- [Text shown]
These stiff-paper roofs are one of
our great inventions. We get thick, stiff paper
at twopence a sheet and cut it to the sizes we need.
After the game is over, we put these roofs inside
one another and stick them into the bookshelves.
The roof one folds and puts away will live to roof
another day.
Proceeding on our way past the Cherry
Tree, and resisting cosy invitation of its portals,
we come to the shopping quarter of the town.
The stock in windows is made by hand out of plasticine.
We note the meat and hams of “Mr. Woddy,”
the cabbages and carrots of “Tod & Brothers,”
the general activities of the “Jokil Co.”
shopmen. It is de rigueur with our
shop assistants that they should wear white helmets.
In the street, boy scouts go to and fro, a wagon clatters
by; most of the adult population is about its business,
and a red-coated band plays along the roadway.
Contrast this animated scene with the mysteries of
sea and forest, rock and whirlpool, in our previous
game. Further on is the big church or cathedral.
It is built in an extremely debased Gothic style;
it reminds us most of a church we once surveyed during
a brief visit to Rotterdam on our way up the Rhine.

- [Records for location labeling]
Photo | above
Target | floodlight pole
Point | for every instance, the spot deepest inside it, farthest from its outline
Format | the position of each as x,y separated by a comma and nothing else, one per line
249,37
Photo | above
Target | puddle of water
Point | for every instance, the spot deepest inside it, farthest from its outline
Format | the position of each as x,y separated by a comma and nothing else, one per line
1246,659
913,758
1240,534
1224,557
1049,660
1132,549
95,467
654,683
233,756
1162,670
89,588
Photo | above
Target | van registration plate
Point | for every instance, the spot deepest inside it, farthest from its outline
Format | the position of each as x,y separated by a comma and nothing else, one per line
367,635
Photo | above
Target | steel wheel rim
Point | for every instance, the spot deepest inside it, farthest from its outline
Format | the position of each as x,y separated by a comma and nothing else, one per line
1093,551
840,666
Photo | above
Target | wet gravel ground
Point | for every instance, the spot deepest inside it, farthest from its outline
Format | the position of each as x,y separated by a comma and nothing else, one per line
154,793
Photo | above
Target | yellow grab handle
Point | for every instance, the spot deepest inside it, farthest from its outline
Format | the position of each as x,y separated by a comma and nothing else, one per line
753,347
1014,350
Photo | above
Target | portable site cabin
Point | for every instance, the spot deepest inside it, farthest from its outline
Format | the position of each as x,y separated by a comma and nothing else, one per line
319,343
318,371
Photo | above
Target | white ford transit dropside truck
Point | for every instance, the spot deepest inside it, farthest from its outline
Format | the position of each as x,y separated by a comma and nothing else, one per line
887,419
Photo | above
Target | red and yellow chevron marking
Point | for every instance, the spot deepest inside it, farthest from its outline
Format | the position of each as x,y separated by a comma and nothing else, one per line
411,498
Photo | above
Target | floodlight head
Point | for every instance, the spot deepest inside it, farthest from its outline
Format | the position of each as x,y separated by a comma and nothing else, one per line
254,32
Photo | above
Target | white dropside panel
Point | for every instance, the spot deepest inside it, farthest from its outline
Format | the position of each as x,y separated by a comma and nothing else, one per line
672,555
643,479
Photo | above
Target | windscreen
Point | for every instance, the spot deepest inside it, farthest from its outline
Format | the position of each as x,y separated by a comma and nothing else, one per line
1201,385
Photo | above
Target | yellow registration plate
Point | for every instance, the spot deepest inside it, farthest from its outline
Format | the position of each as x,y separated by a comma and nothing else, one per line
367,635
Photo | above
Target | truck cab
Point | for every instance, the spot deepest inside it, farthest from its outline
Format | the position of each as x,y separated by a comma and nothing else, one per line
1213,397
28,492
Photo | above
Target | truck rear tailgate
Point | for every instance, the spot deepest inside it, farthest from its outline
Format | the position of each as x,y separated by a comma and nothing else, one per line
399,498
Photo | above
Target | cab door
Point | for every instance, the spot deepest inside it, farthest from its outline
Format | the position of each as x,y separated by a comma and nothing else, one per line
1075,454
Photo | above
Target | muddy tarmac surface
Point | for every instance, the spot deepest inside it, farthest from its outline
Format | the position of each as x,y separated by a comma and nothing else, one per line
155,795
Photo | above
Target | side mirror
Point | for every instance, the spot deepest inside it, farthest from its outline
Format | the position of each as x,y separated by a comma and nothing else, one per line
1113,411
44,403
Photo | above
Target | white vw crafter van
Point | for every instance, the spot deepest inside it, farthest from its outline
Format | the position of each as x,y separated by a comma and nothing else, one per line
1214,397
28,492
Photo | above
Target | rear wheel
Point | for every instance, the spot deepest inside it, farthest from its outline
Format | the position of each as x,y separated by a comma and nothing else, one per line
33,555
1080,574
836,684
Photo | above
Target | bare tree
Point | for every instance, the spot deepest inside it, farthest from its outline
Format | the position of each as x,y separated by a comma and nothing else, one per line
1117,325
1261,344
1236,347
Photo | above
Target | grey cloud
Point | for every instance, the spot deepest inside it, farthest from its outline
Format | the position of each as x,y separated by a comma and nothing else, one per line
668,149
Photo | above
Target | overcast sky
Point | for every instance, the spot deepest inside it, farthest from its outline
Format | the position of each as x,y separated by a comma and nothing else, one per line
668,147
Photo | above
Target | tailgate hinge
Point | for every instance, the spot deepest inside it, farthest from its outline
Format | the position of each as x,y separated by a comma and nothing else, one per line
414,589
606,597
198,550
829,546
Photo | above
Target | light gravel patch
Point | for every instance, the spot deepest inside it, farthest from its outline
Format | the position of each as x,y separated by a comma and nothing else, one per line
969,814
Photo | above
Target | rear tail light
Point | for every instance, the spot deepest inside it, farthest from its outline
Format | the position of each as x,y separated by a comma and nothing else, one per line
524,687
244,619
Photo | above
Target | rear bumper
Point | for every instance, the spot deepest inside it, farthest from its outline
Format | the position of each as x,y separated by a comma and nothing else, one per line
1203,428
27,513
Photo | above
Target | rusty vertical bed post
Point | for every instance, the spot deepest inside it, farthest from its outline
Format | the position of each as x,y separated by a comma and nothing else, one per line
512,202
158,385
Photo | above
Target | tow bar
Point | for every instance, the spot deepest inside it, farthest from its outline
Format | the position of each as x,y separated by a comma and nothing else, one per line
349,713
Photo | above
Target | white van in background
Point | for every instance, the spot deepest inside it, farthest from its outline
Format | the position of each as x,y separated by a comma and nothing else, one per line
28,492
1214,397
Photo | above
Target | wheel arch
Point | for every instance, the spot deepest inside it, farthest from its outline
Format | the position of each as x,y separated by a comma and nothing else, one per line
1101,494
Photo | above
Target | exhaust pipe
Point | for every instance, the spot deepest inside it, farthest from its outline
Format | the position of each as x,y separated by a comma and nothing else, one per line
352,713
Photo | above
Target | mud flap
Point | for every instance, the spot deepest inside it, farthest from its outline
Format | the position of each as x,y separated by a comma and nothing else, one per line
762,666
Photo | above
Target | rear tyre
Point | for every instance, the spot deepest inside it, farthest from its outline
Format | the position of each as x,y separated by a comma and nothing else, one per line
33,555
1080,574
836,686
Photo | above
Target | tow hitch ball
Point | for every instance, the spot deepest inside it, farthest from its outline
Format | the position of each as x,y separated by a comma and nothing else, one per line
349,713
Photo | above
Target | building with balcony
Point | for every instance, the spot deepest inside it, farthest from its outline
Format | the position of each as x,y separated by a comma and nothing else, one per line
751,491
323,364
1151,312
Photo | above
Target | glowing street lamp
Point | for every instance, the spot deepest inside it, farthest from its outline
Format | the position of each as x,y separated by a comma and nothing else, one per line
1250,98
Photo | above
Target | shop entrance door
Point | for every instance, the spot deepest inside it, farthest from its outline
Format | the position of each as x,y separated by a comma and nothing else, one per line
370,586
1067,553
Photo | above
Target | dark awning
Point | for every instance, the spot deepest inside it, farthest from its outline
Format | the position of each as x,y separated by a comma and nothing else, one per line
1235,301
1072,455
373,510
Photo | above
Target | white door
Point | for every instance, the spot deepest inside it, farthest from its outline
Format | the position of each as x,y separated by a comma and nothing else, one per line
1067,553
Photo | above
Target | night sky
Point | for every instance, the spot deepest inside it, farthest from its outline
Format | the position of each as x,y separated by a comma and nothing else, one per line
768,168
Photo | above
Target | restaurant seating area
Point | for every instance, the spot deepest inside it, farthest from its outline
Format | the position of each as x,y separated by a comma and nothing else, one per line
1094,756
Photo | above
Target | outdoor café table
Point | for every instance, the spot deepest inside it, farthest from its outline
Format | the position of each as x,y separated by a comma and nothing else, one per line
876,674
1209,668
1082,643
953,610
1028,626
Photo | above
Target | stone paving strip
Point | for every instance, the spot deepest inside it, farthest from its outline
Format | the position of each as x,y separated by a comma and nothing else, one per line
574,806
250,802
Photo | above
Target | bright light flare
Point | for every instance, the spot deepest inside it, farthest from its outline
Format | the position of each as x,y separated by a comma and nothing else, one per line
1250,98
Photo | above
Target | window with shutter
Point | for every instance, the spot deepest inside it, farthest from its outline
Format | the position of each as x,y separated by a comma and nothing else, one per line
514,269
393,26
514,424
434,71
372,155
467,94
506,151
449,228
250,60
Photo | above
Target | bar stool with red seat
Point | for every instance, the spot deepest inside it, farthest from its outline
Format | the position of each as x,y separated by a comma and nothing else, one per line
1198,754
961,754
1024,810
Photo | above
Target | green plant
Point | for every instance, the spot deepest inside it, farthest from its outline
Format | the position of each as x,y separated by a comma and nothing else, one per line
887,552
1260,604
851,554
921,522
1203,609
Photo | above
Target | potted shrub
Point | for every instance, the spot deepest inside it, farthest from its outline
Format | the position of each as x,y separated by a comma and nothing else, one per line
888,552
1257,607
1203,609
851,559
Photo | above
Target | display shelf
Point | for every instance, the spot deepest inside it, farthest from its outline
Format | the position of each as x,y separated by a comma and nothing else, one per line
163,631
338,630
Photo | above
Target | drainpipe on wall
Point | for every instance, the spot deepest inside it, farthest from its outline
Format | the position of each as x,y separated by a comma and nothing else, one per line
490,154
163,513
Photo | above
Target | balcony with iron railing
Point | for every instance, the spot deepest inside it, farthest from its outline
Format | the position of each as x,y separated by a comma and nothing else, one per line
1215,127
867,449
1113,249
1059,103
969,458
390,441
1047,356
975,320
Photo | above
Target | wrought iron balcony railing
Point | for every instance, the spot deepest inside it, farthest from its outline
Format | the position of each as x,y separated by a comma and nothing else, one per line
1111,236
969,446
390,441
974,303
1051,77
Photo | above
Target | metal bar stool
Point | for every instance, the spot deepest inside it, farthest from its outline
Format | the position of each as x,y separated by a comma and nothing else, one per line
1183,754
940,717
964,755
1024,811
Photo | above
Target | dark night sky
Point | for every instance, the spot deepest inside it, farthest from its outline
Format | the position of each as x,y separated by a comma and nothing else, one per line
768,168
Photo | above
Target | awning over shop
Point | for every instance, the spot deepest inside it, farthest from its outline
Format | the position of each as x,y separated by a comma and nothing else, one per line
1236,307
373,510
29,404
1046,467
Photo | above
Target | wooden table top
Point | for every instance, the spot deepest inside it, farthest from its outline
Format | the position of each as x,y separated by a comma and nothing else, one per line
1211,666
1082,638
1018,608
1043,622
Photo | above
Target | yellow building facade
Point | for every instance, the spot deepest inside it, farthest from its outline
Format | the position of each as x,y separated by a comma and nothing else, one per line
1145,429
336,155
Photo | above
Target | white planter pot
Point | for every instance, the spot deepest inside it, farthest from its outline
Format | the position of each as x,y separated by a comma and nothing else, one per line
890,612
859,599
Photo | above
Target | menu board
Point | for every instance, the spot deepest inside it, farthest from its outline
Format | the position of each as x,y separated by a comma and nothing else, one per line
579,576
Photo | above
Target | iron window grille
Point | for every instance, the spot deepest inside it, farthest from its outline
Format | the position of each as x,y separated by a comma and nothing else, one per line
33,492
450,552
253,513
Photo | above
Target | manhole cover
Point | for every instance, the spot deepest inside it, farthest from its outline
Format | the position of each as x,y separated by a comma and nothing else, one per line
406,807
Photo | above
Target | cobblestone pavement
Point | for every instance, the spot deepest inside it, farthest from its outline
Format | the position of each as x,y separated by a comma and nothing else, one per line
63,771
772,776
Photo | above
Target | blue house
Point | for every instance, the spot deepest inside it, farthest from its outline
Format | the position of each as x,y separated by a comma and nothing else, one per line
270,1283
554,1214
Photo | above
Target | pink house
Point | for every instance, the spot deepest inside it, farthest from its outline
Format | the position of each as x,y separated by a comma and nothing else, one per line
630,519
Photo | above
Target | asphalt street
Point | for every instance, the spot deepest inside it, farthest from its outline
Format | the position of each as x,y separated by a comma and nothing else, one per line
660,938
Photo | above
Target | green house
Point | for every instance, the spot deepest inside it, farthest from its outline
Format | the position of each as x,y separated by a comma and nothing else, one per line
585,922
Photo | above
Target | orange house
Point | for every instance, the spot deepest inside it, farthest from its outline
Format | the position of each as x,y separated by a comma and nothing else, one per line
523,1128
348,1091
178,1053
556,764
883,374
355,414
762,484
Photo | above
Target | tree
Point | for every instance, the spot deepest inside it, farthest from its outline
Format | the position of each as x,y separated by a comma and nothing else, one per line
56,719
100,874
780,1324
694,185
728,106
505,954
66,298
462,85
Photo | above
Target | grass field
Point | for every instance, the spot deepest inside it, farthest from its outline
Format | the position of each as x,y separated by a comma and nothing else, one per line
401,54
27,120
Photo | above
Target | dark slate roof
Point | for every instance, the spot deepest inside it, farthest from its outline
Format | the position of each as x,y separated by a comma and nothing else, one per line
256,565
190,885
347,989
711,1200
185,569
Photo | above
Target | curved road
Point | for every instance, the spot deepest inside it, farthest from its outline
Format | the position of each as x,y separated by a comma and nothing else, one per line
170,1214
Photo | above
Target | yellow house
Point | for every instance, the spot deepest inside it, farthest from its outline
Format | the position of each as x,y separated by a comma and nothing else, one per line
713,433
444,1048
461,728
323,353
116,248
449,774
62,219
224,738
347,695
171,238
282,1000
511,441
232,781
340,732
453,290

- [What to work on]
Extend the passage on the toy town, beginning directly after its final sentence. These rows bear no relation to the passage on the toy town.

- [Answer to this problem]
A solitary boy scout, mindful of the views of Lord
Haldane, enters its high portal. Passing the
cathedral, we continue to the museum. This museum
is no empty boast; it contains mineral specimens,
shells such great shells as were found
on the beaches of our previous game the
Titanic skulls of extinct rabbits and cats, and other
such wonders. The slender curious may lie down
on the floor and peep in at the windows.
“We now,” says the guide-book,
“retrace our steps to the shops, and then, turning
to the left, ascend under the trees up the terraced
hill on which stands the Town Hall. This magnificent
building is surmounted by a colossal statue of a chamois,
the work of a Wengen artist; it is in two stories,
with a battlemented roof, and a crypt (entrance to
right of steps) used for the incarceration of offenders.
It is occupied by the town guard, who wear ‘beefeater’
costumes of ancient origin.”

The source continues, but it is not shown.